093cdd6 · Prediction Market Bot Postmortem

add PIVOT SPEC (+1 more)

093cdd6 Zion Boggan committed on May 18, 2026 (1 month ago)

docs/PIVOT_SPEC.md +49 -0

		@@ -0,0 +1,49 @@
	+	# Hermes Pivot - Wider-Edge Market Selection (C1 spec)
	+
	+	Date: 2026-05-18
	+	Status: Design spec for review. Implemented behind SHADOW MODE only (no capital). Auto remains OFF.
	+	Premise (from INVESTIGATION.md): single-degree (~2°F) brackets have no edge - hit ~45%, reward:risk 0.51, break-even WR ~66%. The Gaussian model is reliable where the signal is strong; it only fails on sub-resolution brackets. The pivot trades only where the model is actually trustworthy and proves it on shadow data before risking money.
	+
	+	---
	+
	+	## Where edge actually exists (kalshi-quant playbook)
	+
	+	1. Above/below-threshold markets with a large forecast-vs-threshold gap. If NWS forecasts 88°F and the market is "85°+ ?", with day-1 MAE ~2.5°F that's a ~Hermes% YES - and retail frequently misprices the tails. This is the highest-confidence zone. Currently disabled (`ENABLE_THRESHOLD_MARKETS=False`) because the broken pre-Apr-14 model lost on them - not because the market type is bad.
	+	2. Wide brackets (≥ ~5°F span). A 5°F bracket vs ~2.5-3°F forecast σ has real, well-estimated probability mass. The Gaussian works here; it only breaks on 1-2°F brackets below forecast resolution.
	+
	+	## Selection rules (the spec)
	+
	+	\| Rule \| Value \| Rationale \|
	+	\|---\|---\|---\|
	+	\| Threshold markets \| ENABLE, but trade only if `\\|nws_forecast − threshold\\| ≥ GAP_K × horizon_city_mae` \| Only act when the forecast is confidently on one side (genuine edge). Inside that band = noise, skip. \|
	+	\| `GAP_K` \| 1.5 (tunable from shadow data) \| ~1.5σ ≈ forecast clearly past the threshold. \|
	+	\| Brackets \| width ≥ MIN_BRACKET_WIDTH \| Kill the no-edge narrow-bracket trap entirely. \|
	+	\| `MIN_BRACKET_WIDTH` \| 5.0°F \| Below this the Gaussian + market efficiency leave no edge (proven, 138-trade history). \|
	+	\| MAE-σ floor \| KEEP (unchanged) \| It is what stopped the pre-Apr-21 bleed. Do NOT remove. \|
	+	\| Cities \| all 5 enabled for shadow \| LA/Denver/Miami were disabled on broken-model data; re-collect cleanly. Re-judge per-city from shadow EV. \|
	+	\| `low` markets \| enabled for shadow \| Same - disabled on broken data; re-evaluate. \|
	+	\| MIN_EDGE pre-filter \| NOT applied in shadow \| Log every evaluated market with its computed edge so the optimal threshold is chosen from data, not guessed. \|
	+
	+	## Shadow mode (C2 - safety-critical)

● Information shown
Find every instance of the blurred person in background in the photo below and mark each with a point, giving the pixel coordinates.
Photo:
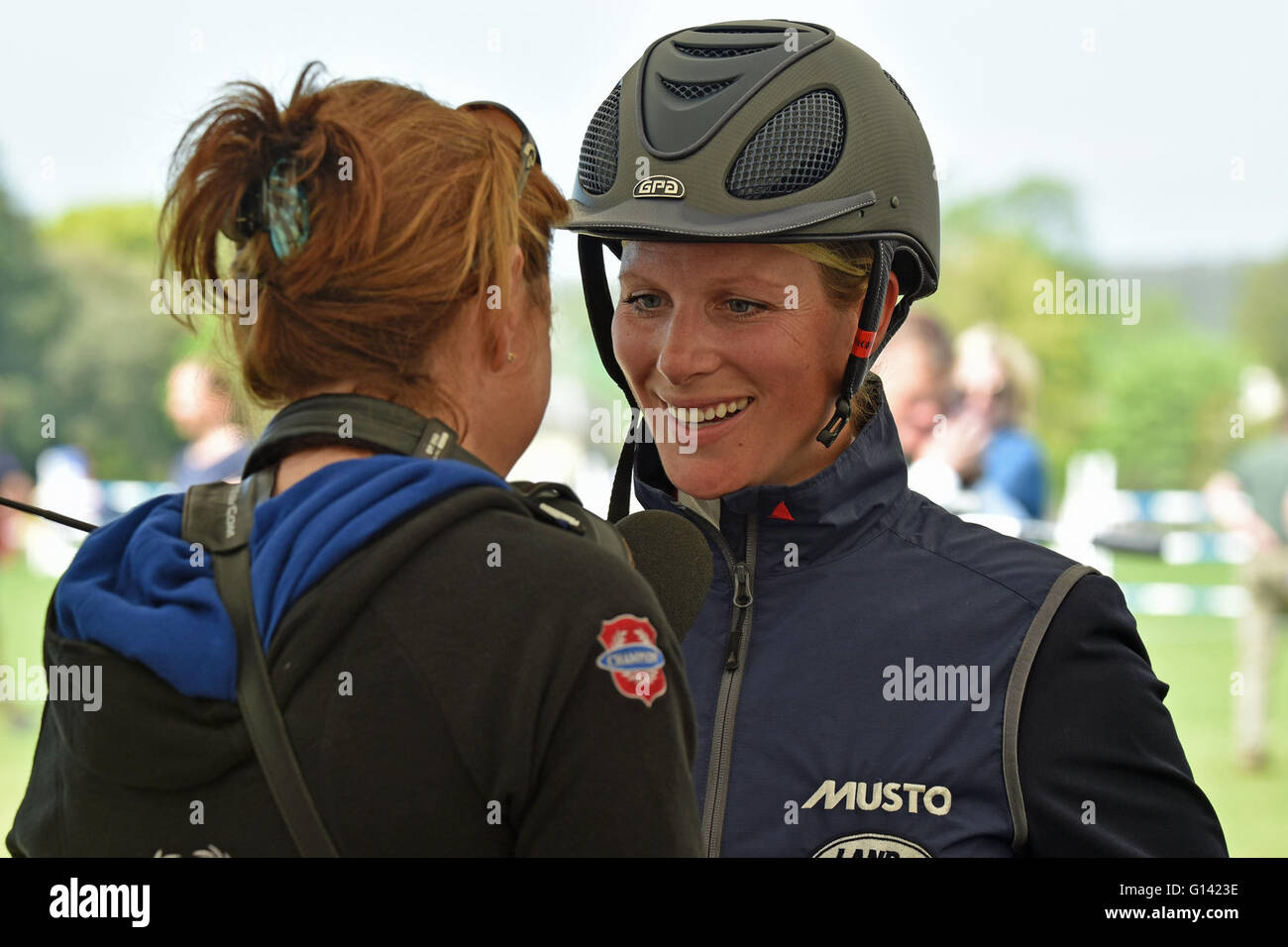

● Written tasks
1. Update the pivot spec from "093cdd6 · Prediction" to "Selection (C1 spec)", replacing "Wider-Edge" with "Broad-Edge" throughout.
2. Answer these questions from the pivot spec:
(a) What date does the spec give?
(b) What value is set for `GAP_K`?
(c) What is the value of `MIN_BRACKET_WIDTH`?
The listing after the pivot spec comes from a separate source.

● Exercise solutions
1.
093cdd6 · Prediction Market Bot Postmortem

add PIVOT SPEC (+1 more)

093cdd6 Zion Boggan committed on May 18, 2026 (1 month ago)

docs/PIVOT_SPEC.md +49 -0

		@@ -0,0 +1,49 @@
	+	# Hermes Pivot - Broad-Edge Market Selection (C1 spec)

2.
(a) 2026-05-18
(b) 1.5
(c) 5.0°F